| Data records |
────
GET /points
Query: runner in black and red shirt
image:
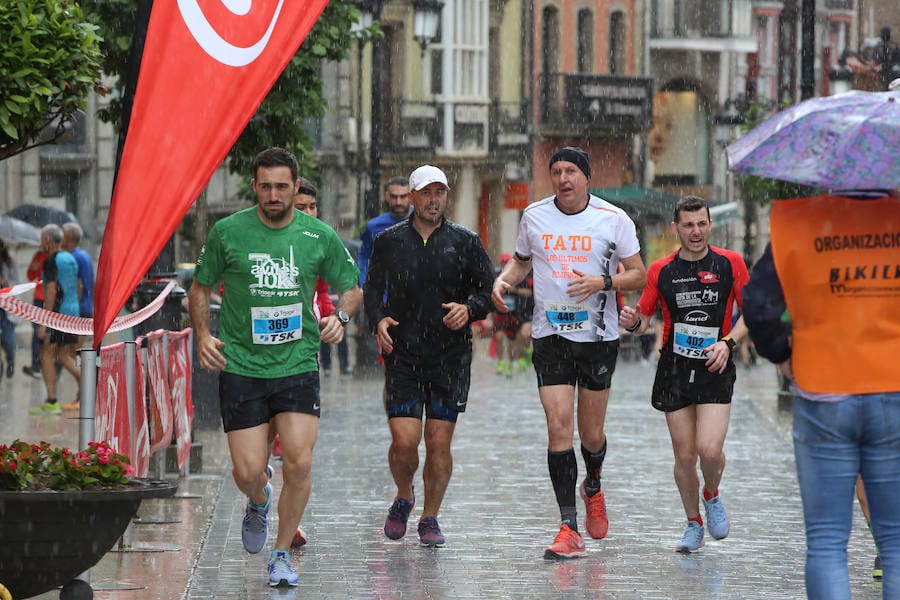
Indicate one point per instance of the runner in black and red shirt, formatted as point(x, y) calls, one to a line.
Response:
point(696, 287)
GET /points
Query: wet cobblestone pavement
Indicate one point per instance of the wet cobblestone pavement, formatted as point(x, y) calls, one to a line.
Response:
point(498, 515)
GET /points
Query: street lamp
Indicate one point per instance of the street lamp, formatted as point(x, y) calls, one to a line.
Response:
point(426, 18)
point(366, 18)
point(732, 115)
point(841, 76)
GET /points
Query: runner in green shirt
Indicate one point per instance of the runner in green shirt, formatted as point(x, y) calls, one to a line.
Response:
point(269, 257)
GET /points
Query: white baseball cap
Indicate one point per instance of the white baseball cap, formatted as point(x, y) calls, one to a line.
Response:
point(424, 175)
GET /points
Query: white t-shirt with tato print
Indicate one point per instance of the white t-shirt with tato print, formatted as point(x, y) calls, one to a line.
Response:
point(592, 241)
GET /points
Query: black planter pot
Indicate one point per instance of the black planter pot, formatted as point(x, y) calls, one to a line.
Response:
point(50, 537)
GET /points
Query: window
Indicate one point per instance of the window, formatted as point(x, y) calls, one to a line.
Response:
point(585, 41)
point(617, 43)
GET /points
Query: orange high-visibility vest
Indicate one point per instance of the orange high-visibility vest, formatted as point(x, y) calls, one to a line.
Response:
point(838, 260)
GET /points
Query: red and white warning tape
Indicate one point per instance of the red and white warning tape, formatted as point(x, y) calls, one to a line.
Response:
point(76, 325)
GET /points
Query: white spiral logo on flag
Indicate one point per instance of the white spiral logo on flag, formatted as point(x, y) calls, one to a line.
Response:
point(214, 45)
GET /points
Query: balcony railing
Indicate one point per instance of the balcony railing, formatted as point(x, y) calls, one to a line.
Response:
point(575, 102)
point(412, 126)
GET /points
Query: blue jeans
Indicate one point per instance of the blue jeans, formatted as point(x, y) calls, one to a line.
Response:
point(833, 442)
point(8, 337)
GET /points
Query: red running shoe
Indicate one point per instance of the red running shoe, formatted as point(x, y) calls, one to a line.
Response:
point(276, 447)
point(568, 544)
point(299, 539)
point(595, 522)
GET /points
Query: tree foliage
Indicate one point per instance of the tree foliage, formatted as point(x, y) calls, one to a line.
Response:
point(294, 102)
point(49, 62)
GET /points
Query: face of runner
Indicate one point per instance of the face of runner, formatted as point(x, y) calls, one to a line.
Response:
point(569, 185)
point(306, 203)
point(274, 190)
point(398, 200)
point(429, 203)
point(693, 230)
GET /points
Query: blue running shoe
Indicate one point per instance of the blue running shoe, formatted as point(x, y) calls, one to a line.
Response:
point(692, 540)
point(430, 533)
point(398, 515)
point(281, 573)
point(716, 518)
point(255, 527)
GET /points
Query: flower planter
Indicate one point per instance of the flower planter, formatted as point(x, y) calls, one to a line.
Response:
point(50, 537)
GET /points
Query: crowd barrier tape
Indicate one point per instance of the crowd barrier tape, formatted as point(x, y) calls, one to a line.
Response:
point(75, 325)
point(126, 425)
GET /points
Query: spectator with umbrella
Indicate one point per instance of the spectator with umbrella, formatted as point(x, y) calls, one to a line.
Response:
point(8, 277)
point(834, 262)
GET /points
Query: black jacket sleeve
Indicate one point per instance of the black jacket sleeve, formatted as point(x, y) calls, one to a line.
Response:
point(375, 285)
point(764, 307)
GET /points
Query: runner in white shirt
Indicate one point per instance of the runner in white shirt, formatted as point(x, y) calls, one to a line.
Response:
point(575, 243)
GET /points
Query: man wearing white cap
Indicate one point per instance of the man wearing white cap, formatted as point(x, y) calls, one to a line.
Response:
point(435, 277)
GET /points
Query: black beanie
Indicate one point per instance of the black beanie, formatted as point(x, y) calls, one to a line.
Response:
point(577, 156)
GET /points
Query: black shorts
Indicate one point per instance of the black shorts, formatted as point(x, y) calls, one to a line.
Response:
point(680, 383)
point(438, 390)
point(61, 337)
point(559, 361)
point(249, 401)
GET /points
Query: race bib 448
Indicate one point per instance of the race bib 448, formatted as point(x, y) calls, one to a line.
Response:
point(277, 324)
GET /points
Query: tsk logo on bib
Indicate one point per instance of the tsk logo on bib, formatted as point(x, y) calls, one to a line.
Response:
point(277, 324)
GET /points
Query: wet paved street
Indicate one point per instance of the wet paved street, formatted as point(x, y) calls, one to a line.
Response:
point(498, 515)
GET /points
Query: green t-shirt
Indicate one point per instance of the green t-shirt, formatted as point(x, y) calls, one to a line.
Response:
point(267, 320)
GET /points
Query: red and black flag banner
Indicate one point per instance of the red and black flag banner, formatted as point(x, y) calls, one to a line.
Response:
point(207, 65)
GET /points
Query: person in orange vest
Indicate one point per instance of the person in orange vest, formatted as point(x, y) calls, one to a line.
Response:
point(834, 263)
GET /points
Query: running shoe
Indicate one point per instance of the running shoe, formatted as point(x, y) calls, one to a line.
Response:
point(276, 447)
point(398, 515)
point(255, 526)
point(46, 408)
point(299, 539)
point(430, 533)
point(716, 518)
point(595, 522)
point(281, 573)
point(567, 544)
point(692, 540)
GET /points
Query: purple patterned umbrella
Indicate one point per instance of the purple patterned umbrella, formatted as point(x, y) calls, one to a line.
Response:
point(846, 142)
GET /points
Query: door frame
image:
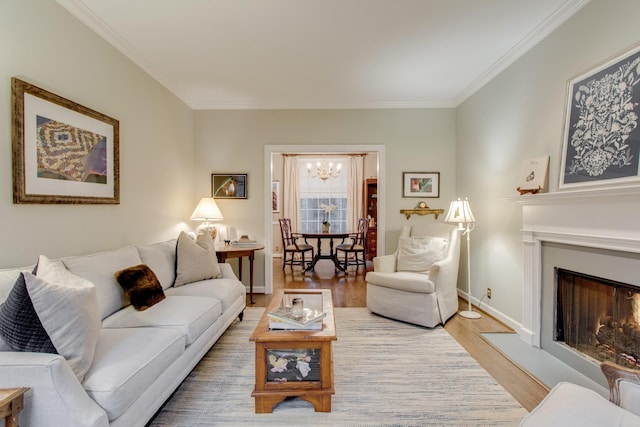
────
| What to work on |
Return every line of the data above in which "foliage" appears.

| Response to the task |
Query: tree foliage
Indicate one point per instance of the tree foliage, formatted as point(x, y) calls, one to a line.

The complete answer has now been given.